*Extract provided*.
UCSF researchers have identified a new "feed-forward" pathway linking estrogen receptors in the membrane of the uterus to a process that increases local estrogen levels and promotes cell growth.
The research is significant in helping determine why tamoxifen and other synthetic estrogens are linked to increased rates of endometriosis and uterine cancer, and identifies a pathway that could be targeted in drug therapies for those diseases, researchers say.
Findings are published in the July 1, 2009 issue of Cancer Research, the journal of the American Association for Cancer Research.
The research found that when activated by estrogens, endometrial cells obtained from patients suffering from endometriosis or human uterine cancer cells initiate a previously unknown cascade of signals that leads to cellular replication and further estrogen production, the paper says.
The ensuing cycle leads to abnormal growth of the cells lining the uterus, or endometrium, which occurs in endometriosis and uterine cancer, according to senior author Holly A. Ingraham, PhD, a professor in the UCSF School of Medicine's Department of Cellular and Molecular Pharmacology.
"It turns out that displaced endometrial cells, such as those used in this study, are estrogen factories," said Ingraham, who also is affiliated with the UCSF Helen Diller Family Comprehensive Cancer Center and the UCSF Center for Reproductive Sciences. "They pump out estrogen in a feed-forward pathway, so the more estrogen they produce, the more estrogen they're capable of producing."
While this pathway was previously unknown, Ingraham said a June 2009 paper led by researchers at the University of New Mexico and published in the journal "Nature Chemical Biology" showed that blocking the GPR30 receptor in this pathway decreases uterine proliferation in a mouse. The two together, she said, validate what researchers now think may be a key area in addressing both uterine cancer and endometriosis.
Uterine cancer is the fourth most common cancer in women, with more than 37,000 women being diagnosed each year in the United States alone, according to data from the Centers for Disease Control.
Endometriosis, in which endometrial cells grow in areas other than the uterus, is the most common gynecological disease and affects more than 5.5 million women in North America, according to the National Institutes of Health. The disease often causes severe pain and can lead to infertility.

Recorded data
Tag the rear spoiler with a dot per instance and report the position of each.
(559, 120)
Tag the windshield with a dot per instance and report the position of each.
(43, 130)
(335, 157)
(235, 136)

*Task*. Continue the article on the UCSF estrogen pathway study from the point where it stops.

*Exercise output*.
Working in collaboration with clinicians at Northwestern University in Chicago, the UCSF team analyzed cells from women with ectopic endometriosis. By studying those patients' endometrial cells, the team was able to identify an unusual, circular pathway involving these cells, the transmembrane estrogen receptor GPR30 and the nuclear receptor SF-1.
The researchers propose that this pathway increases local concentrations of estrogen and, together with classic estrogen-receptor signaling, control the proliferative effects of these estrogens in promoting endometriosis and endometrial cancers.
The UCSF team used a unique chemical biology approach, making use of a tamoxifen-like compound developed in the laboratory of co-author Thomas Scanlan, PhD, who is affiliated with both the UCSF Department of Pharmaceutical Chemistry and the Department of Chemical Biology at the Oregon Health Sciences University in Portland.
"Tamoxifen and other synthetic estrogens have been known to increase the risk of uterine cancer, but until now, we didn't know why that was on a cellular level," Ingraham said. "We think this pathway is going to be an important one in solving that mystery."
The lead investigator on the paper was Benjamin C. Lin. Lin and co-author Sandra C. Tobias are affiliated with the Department of Pharmaceutical Chemistry at UCSF. Other co-authors are Miyuki Suzawa, in the UCSF Department of Cellular and Molecular Pharmacology; Raymond D. Blind in the UCSF Department of Pharmaceutical Chemistry and Department of Cellular and Molecular Pharmacology; and Serdar E. Bulun, in the Department of Obstetrics and Gynecology, Feinberg School of Medicine at Northwestern University.
The authors report no potential conflicts of interest in this research.